Task prompt.
In the article about The Voice, please transcribe everything from "When the respected" down to "dangerous and bad." without changing a word.

Text passage.
----------
Brilliant article about The Voice by Bess Nungarrayi Price - I urge you to read and share it
Friday, 08 September 2023
They romanticise it, creating what I call a Disneyland version. They never talk about the down side, the acceptance of violence as a way to settle conflicts, the misogyny and acceptance of violence against women, the forcing of young girls into marriage with old men, the belief in sorcery.
These old ways still cause a lot of problems, like continued violence against women, family feuding and the humbugging that forces so many to give their money to addicted kin for grog and gambling.
Making Life Even Worse for Us*
MY father was born in 1914 in Southern Warlpiri country. He saw kardiya (white men) for the first time when he was around twelve years old. My mother, born in 1929, was an infant when she first saw them.
When he was fourteen Dad had to run far to the west with other refugees to avoid the killing that began on Coniston Station after the murder of a kardiya by one of our people, Kamalyarrpa Japanangka. Between seventy and a hundred Warlpiri, Anmatyerre and Kaytetye men, women and children were killed by the avenging police party which included Aboriginal men.
When the respected and trusted Lutheran missionary Friedrich Albrecht caught up with the refugees they told him that they would have handed over the killer if they’d been asked to. Kamalyarrpa survived until 1959. All who had died in his place were innocent.
Once the killing had stopped Dad was happy to work for kardiya on the stations. He convinced his own father that the troubles were over and the kardiya could then be trusted. He understood that not all kardiya were dangerous and bad.
Then in 1942 he was arrested by a policeman who had been led to him and his relatives by an Aboriginal tracker. They, and several others, were chained and walked naked and barefoot behind camels, to what was to become the Stuart Highway, then trucked to Alice Springs to be locked up. He thought he had been arrested for spearing goats on Mount Doreen Station but actually he and the others were being recruited to labour for the Army for five shillings a week when a skilled kardiya labourer could earn twenty times as much.
He worked for the Army until the end of the war. He was always proud that he had helped to build much of the infrastructure of Alice Springs. He then settled at Yuendumu, set up in 1946, and married my mother.
There he met, worked for and befriended the Baptist minister Tom Fleming. Tom was a small and compassionate man but tough-minded and determined. He had survived imprisonment in Changi and prison camps on Borneo. He didn’t set out to destroy our culture but to add to it. He risked his life to stop violence, striding between groups of armed Warlpiri men preparing to attack each other and shaming them into putting down their weapons and walking away. He saved lives.
Dad taught Tom to speak Warlpiri and, with many other men his age, helped to build the church at Yuendumu as well as a men’s museum to house traditional sacred objects. He was a leading law man by then, and many of the younger men at Yuendumu have told me that he taught and supported them through their initiation.
----------
Information supplied.

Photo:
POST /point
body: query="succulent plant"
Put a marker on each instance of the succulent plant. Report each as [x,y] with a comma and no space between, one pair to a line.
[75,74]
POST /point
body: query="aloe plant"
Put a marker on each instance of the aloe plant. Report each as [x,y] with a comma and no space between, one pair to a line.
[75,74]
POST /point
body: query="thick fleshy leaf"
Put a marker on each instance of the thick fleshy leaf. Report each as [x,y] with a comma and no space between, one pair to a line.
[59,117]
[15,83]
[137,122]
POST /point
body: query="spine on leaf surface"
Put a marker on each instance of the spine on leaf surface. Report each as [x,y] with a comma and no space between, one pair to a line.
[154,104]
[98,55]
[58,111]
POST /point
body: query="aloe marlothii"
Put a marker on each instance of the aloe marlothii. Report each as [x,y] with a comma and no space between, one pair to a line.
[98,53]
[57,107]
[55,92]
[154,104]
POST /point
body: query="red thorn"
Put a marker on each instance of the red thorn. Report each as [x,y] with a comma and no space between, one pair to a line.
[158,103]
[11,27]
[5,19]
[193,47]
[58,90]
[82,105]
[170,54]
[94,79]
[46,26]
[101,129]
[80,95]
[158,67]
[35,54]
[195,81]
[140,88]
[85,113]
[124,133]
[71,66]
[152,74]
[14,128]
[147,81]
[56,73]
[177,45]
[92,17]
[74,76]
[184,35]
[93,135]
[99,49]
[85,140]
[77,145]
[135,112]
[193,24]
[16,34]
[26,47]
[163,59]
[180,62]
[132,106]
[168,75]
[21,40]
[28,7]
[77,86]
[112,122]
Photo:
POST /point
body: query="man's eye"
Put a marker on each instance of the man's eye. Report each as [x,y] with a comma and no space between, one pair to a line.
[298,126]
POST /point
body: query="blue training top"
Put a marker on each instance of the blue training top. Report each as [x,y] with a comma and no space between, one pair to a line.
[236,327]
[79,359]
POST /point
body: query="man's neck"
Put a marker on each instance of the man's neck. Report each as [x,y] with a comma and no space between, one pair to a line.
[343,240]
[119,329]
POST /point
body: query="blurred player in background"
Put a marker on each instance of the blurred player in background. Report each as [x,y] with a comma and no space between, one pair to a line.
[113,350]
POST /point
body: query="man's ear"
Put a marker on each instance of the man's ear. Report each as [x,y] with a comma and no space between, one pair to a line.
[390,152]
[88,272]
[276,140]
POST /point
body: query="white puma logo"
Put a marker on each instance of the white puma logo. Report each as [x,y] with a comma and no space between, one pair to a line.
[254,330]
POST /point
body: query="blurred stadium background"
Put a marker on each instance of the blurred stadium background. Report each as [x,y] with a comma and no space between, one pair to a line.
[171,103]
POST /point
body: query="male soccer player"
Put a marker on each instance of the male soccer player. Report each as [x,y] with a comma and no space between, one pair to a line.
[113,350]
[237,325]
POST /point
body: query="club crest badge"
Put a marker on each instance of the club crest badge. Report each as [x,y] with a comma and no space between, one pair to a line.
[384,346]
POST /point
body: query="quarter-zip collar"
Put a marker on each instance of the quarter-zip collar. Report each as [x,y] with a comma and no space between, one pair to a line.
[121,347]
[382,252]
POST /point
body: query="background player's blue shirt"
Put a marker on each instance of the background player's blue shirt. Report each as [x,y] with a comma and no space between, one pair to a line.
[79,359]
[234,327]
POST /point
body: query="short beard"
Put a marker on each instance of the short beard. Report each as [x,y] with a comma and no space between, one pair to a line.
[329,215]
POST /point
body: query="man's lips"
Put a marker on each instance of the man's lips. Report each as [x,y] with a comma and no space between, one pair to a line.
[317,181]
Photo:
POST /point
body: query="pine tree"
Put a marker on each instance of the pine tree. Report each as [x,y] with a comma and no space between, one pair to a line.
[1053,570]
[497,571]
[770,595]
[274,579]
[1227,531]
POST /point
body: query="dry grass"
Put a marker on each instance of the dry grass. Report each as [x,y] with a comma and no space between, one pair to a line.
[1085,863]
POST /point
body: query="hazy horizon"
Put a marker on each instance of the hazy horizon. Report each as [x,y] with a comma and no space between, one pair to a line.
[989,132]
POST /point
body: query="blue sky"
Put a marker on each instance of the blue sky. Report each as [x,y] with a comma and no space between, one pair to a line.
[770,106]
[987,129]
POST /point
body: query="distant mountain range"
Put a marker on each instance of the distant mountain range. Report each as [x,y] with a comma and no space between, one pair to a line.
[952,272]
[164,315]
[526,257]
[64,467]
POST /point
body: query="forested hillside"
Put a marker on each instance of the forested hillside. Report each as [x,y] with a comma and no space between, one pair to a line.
----------
Exercise output.
When the respected and trusted Lutheran missionary Friedrich Albrecht caught up with the refugees they told him that they would have handed over the killer if they’d been asked to. Kamalyarrpa survived until 1959. All who had died in his place were innocent.
Once the killing had stopped Dad was happy to work for kardiya on the stations. He convinced his own father that the troubles were over and the kardiya could then be trusted. He understood that not all kardiya were dangerous and bad.